* **Supplied records**
•••••
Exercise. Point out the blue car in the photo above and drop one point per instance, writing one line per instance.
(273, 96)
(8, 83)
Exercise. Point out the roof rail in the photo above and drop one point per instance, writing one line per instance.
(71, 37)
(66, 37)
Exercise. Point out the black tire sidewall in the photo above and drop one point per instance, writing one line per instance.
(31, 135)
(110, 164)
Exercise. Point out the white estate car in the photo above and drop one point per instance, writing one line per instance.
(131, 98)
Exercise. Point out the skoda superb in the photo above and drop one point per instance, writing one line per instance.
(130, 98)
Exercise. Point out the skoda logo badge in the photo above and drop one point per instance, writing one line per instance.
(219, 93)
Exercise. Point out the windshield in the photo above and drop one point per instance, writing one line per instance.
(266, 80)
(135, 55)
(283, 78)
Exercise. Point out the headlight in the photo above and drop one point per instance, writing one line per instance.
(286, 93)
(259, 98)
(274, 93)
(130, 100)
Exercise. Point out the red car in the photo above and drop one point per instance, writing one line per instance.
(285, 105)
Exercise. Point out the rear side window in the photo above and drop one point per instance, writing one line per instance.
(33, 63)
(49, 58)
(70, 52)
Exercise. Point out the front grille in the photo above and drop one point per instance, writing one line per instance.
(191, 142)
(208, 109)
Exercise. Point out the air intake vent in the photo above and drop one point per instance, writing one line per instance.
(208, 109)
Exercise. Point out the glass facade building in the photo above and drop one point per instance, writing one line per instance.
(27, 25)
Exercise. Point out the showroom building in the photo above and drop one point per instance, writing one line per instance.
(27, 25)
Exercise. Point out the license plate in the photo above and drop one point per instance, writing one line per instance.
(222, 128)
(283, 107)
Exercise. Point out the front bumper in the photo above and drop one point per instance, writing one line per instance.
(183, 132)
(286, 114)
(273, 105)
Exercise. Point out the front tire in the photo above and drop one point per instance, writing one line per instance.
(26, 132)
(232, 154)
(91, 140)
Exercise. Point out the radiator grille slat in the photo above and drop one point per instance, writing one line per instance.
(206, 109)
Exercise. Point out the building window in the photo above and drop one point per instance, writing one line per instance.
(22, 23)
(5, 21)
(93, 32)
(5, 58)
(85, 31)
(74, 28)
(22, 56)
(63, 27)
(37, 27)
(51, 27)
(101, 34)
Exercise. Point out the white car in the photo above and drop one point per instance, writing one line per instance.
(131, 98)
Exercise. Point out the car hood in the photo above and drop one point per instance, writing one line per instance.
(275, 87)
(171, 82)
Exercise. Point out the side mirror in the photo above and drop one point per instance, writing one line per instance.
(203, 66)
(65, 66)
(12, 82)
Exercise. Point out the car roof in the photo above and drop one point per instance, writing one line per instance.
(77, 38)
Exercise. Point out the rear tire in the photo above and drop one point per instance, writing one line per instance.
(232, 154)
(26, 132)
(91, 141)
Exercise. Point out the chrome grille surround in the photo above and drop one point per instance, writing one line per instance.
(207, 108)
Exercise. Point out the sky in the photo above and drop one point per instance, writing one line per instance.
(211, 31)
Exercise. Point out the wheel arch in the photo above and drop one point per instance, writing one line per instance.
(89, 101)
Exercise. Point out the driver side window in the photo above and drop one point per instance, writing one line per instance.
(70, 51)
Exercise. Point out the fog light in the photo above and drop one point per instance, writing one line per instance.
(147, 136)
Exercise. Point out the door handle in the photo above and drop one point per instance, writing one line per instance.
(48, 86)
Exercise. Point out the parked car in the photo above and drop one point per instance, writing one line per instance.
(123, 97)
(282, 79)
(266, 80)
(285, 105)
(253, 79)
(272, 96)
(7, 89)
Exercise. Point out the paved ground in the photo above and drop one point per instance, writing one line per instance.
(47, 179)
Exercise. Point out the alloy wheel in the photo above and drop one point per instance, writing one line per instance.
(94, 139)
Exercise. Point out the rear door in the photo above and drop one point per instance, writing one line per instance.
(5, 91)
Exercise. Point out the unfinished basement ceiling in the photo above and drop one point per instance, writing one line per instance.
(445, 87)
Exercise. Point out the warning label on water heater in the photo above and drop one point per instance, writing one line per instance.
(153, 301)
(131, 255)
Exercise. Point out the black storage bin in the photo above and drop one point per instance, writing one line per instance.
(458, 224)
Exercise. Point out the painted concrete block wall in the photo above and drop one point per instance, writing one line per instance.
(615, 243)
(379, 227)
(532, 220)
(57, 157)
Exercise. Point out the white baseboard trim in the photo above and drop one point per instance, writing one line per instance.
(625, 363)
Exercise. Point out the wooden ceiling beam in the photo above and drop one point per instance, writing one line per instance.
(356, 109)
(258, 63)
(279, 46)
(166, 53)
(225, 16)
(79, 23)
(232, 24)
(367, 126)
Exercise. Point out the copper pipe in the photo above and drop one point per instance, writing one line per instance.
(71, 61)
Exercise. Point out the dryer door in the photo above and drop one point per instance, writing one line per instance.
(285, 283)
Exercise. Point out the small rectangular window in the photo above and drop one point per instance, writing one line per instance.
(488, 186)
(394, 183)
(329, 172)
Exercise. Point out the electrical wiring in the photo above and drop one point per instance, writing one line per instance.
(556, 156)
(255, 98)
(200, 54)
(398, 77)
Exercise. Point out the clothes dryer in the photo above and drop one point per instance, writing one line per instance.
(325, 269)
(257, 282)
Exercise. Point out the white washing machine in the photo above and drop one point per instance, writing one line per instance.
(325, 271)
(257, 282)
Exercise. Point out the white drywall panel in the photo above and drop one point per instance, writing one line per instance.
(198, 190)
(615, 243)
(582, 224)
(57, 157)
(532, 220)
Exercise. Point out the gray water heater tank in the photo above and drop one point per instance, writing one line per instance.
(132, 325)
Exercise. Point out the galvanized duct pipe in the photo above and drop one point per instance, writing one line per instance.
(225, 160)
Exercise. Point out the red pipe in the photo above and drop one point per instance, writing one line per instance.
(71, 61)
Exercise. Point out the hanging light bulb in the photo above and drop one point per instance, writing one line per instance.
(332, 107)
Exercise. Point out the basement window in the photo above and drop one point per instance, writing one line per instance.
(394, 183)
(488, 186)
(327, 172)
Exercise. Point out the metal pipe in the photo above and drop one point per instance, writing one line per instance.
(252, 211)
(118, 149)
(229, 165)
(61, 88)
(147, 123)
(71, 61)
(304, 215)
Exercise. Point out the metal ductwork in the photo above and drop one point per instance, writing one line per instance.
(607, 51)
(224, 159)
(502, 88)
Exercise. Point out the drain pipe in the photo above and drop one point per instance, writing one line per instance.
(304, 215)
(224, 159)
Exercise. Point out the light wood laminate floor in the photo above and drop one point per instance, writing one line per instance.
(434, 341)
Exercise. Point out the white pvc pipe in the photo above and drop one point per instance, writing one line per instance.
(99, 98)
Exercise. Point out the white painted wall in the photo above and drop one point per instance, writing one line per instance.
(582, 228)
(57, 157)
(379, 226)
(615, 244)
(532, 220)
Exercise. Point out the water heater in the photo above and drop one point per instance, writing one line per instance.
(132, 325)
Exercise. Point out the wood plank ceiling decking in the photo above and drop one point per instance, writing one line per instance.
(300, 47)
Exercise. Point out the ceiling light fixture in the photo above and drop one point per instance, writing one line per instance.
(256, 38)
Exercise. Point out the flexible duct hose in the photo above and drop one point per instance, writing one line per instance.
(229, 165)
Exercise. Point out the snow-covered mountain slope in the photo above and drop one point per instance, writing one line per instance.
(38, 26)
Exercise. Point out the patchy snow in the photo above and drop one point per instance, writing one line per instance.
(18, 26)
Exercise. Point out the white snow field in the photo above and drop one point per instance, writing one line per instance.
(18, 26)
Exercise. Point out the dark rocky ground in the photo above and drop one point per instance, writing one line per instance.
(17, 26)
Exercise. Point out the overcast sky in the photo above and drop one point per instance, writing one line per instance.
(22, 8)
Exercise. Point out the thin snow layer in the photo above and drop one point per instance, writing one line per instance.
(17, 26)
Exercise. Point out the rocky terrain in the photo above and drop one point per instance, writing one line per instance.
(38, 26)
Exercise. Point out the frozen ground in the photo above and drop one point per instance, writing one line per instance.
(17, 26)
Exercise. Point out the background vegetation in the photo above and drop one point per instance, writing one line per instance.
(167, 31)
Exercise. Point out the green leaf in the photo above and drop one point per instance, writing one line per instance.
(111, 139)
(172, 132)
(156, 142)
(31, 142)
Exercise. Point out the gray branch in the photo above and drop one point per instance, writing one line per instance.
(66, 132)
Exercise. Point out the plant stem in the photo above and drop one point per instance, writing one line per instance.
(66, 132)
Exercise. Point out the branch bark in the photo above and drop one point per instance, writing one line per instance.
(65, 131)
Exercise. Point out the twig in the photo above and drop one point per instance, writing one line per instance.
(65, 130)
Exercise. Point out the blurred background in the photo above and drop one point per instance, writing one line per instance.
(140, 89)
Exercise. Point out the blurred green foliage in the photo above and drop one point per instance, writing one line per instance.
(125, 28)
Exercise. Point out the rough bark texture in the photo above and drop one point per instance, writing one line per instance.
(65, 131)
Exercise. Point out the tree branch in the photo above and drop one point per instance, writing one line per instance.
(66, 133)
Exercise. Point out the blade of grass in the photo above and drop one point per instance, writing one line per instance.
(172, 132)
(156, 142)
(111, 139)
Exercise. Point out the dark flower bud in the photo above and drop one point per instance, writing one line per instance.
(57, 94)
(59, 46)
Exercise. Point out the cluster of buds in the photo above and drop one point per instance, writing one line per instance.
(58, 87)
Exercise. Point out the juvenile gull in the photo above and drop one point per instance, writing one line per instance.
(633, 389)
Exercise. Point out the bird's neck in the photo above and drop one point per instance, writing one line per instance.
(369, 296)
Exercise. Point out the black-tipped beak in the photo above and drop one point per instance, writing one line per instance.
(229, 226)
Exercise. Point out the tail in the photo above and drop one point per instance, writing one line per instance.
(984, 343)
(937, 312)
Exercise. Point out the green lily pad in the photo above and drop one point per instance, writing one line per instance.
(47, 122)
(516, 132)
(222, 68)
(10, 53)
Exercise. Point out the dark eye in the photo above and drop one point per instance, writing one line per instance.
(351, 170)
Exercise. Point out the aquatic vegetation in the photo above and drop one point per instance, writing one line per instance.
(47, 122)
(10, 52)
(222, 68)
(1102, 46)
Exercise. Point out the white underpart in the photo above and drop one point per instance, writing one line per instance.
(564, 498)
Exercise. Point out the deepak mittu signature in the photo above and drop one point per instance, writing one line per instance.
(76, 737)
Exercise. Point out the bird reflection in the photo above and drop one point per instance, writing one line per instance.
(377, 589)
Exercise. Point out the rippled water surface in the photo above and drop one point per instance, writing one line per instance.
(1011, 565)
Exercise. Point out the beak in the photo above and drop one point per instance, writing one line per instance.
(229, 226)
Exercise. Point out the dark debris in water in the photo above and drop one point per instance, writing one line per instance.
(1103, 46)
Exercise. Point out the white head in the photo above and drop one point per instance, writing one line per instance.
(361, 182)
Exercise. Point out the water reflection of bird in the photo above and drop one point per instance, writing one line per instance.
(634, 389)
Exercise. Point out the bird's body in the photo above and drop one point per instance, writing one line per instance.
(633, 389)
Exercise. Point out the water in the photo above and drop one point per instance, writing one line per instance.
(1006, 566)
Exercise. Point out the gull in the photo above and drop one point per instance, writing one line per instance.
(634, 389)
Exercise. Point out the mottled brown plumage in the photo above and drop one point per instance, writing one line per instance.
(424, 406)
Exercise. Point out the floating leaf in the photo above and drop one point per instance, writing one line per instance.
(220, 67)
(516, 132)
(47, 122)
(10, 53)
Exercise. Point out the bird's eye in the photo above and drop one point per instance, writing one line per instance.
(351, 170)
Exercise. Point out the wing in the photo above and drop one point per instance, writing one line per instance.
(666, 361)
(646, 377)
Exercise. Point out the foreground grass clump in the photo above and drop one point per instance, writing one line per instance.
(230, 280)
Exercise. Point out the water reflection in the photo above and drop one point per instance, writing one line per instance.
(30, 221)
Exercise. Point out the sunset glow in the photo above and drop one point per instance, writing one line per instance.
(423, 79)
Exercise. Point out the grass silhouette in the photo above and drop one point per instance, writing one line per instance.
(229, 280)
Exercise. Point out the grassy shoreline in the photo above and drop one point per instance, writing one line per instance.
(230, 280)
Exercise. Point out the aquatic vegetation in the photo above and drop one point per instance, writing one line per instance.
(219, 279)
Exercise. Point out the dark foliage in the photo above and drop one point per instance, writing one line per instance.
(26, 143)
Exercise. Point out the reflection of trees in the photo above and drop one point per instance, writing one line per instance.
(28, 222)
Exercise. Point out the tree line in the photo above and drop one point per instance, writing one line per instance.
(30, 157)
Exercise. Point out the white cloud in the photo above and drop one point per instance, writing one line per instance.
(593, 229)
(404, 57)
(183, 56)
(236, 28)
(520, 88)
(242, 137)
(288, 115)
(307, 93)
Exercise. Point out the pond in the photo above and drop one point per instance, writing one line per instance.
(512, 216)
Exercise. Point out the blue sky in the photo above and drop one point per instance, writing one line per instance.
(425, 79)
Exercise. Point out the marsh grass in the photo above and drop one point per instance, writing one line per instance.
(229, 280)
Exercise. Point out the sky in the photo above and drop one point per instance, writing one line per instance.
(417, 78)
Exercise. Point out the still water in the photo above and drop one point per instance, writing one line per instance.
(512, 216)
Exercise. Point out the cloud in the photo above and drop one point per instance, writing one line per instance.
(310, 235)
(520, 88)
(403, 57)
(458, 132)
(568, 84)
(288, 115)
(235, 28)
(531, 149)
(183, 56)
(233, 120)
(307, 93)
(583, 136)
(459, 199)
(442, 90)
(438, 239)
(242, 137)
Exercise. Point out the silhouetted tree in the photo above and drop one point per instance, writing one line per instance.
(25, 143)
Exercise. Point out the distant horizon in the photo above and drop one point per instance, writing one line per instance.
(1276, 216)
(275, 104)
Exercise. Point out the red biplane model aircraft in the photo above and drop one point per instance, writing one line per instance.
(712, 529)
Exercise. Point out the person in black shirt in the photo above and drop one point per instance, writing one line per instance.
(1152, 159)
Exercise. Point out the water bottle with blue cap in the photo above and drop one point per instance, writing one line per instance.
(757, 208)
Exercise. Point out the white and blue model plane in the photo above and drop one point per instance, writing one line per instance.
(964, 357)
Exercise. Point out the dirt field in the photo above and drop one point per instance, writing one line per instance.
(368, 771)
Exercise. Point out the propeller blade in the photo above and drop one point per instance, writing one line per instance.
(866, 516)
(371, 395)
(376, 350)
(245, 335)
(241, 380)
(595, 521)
•••••
* **Work to complete**
Find the line with "Exercise. Point out the dirt" in the listing. Reproduce it and all the lines after it, exactly, through the last line.

* **Response**
Exercise. Point out the dirt field in the photo above and drop one point per instance, writing one line per instance.
(368, 771)
Exercise. Point out the propeller blade in the photo above and drop one point per instance, writing one line per instance.
(866, 516)
(371, 395)
(376, 350)
(245, 335)
(241, 380)
(595, 521)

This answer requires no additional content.